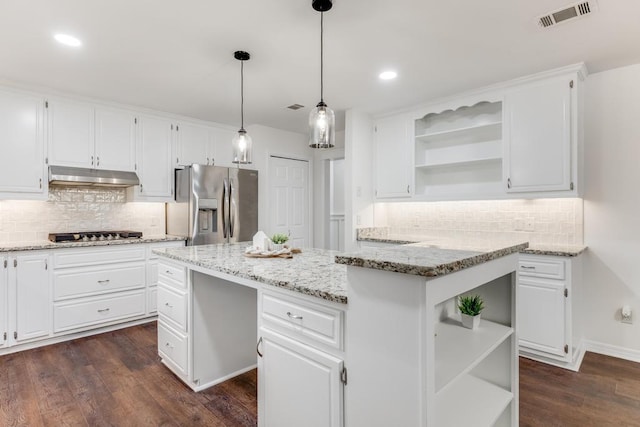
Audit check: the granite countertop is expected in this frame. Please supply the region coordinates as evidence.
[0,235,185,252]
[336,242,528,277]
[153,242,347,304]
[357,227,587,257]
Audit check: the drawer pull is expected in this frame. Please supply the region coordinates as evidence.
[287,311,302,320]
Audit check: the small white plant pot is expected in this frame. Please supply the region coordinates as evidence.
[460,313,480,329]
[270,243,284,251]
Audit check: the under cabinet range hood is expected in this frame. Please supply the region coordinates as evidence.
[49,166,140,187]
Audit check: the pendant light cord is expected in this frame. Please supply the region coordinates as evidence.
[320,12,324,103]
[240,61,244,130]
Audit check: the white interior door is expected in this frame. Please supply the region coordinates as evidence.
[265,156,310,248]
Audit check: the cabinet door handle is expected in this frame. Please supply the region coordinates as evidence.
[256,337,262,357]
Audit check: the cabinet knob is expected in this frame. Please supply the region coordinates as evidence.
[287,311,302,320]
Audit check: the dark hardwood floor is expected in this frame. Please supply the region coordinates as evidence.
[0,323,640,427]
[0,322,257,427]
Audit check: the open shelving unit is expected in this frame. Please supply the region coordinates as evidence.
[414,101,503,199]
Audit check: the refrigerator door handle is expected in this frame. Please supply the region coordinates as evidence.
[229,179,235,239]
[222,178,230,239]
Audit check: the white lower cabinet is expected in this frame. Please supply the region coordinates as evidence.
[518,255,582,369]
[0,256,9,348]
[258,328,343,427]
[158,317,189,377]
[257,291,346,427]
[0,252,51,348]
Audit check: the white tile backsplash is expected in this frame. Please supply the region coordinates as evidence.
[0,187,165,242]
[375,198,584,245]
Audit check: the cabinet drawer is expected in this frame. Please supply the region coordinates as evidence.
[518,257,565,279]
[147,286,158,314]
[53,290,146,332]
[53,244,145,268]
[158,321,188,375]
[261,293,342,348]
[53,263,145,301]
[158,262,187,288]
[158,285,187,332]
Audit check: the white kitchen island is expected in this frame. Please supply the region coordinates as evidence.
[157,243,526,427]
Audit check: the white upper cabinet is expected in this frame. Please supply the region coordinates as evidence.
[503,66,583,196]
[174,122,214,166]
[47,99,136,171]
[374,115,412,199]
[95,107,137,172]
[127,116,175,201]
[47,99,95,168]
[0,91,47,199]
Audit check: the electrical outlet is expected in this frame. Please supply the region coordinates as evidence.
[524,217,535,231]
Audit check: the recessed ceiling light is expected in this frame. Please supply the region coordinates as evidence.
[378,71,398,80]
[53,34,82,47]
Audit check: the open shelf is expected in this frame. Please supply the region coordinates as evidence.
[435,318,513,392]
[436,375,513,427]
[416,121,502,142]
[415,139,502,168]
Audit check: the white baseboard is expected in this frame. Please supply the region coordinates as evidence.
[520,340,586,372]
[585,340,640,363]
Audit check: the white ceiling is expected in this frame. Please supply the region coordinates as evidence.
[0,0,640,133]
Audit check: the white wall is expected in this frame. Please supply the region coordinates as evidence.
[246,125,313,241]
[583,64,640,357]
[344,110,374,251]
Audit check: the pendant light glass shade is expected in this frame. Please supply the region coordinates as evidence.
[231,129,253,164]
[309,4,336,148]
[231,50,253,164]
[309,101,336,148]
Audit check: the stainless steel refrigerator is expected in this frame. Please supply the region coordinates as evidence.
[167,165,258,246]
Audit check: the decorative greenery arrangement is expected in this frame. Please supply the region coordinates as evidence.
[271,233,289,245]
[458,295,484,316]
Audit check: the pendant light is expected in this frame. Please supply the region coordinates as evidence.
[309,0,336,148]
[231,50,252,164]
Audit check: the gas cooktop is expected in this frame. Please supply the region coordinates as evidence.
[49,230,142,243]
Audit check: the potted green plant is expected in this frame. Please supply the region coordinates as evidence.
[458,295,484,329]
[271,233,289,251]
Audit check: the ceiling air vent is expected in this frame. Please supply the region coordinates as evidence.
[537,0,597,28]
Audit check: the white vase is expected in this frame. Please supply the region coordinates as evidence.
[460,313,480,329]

--------------------------------------------------

▸ **Exercise prompt**:
Copy the listing above line for line without changing anything, and leave the picture out of your copy.

▸ **Result of the task**:
Audit check: the granite countertop is expected in this frame. Please supply the region coordinates as evidence.
[0,235,185,252]
[336,242,528,277]
[153,242,347,304]
[357,227,587,257]
Audit check: the drawer pull is expected in this frame. Please supply the region coordinates as evidence.
[287,311,302,320]
Audit check: the small white plant pot is expected in this frame. Please supply the region coordinates as evidence.
[460,313,480,329]
[270,243,284,251]
Audit check: the under cabinet range hood is expected in this frame. Please supply the region coordinates as evidence.
[49,166,140,187]
Audit check: the pendant light cord is expected in this frame. Please supply the region coordinates as evidence.
[320,12,324,103]
[240,61,244,130]
Audit check: the white interior door is expected in this frame. Please supply the region coordinates as evidence.
[265,156,310,248]
Audit check: the cabinet door handle is expected in this frame. Please supply the region coordinates as evidence.
[256,337,262,357]
Audit check: the cabinet knob is expected in this frame. Please supply the region coordinates as evidence.
[287,311,302,320]
Audit check: the dark hardwood floor is expected in this frame. Please supply the region coordinates as evidence.
[0,323,640,427]
[0,322,257,427]
Audit check: the open shelving unit is expected in this frame. Please supply the region coordinates as evidence.
[414,101,503,199]
Audit check: the refrigerator door handle is expected in this frame. Please supply the region coordinates as evidence.
[229,179,235,239]
[222,178,230,239]
Audit check: the white lower cabinet is expected in this frame. Please supply the region coordinates as evidence.
[518,255,582,369]
[0,256,9,348]
[258,328,343,427]
[158,317,189,377]
[257,291,346,427]
[0,252,51,348]
Audit check: the white tile backsplash is expected in this frame. Please supply the region coordinates as evidence.
[0,187,165,242]
[375,198,584,245]
Audit check: the cabinet drawer is expected in this frame. Please supply the region coordinates as evidence.
[518,257,565,279]
[147,286,158,314]
[53,290,146,332]
[53,244,145,268]
[158,321,188,375]
[261,293,342,348]
[53,263,145,301]
[158,262,187,288]
[158,285,187,332]
Audit check: the white kitchen island is expected in this frame. Please supply the region coordinates as evidence.
[157,243,526,427]
Audit check: the white upper cabinet is expected in this frame. Please supply the region coordinates as evidence.
[503,66,583,196]
[174,122,214,166]
[47,99,136,171]
[374,115,412,199]
[95,107,137,172]
[127,116,175,201]
[47,99,95,168]
[0,91,47,199]
Audit check: the electrical outlet is expected in this frame. Please supply the region coordinates as evidence.
[524,217,535,231]
Audit check: the recessed ceiling light is expected in this frame. Please supply the region coordinates as evidence.
[378,71,398,80]
[53,34,82,47]
Audit check: the open shelf is expected in this frame. Please supply the region coordinates as evidence.
[435,318,513,392]
[436,375,513,427]
[416,121,502,142]
[415,139,502,168]
Audit check: the white baseboard is expected in this frame. Please supply the region coordinates as evidence.
[520,340,586,372]
[585,340,640,363]
Audit check: the white ceiling is expected in this frame. Please supply the region coordinates as evidence.
[0,0,640,133]
Audit check: the white wall is expected in this frame. Please supply the region coordinates as evidence.
[246,125,313,241]
[583,64,640,357]
[344,110,374,251]
Audit check: the pendant light glass shade is expected in this frame. Please supply the region coordinates as evidence.
[231,129,253,164]
[309,4,336,148]
[231,50,253,164]
[309,101,336,148]
Audit check: the stainless steel refrigerator is expected in this frame. Please supply the region coordinates as evidence.
[167,165,258,246]
Audit check: the decorative greenery arrangement is expected in this frame. Please supply the region coordinates as evidence.
[271,233,289,245]
[458,295,484,316]
Audit check: the pendant light is expected in this frame. Please supply the region coordinates as evidence.
[309,0,336,148]
[231,50,252,164]
Audit check: the gas cooktop is expected in this frame. Please supply the region coordinates as evidence.
[49,230,142,243]
Audit check: the potted green plant is expected in this frame. Please supply the region coordinates as evidence.
[458,295,484,329]
[271,233,289,251]
Audit check: the ceiling air vent is expected in this frame. Please supply the region coordinates as evidence.
[537,0,597,28]
Audit check: the white vase is expected in this frame. Please supply the region coordinates as evidence.
[460,313,480,329]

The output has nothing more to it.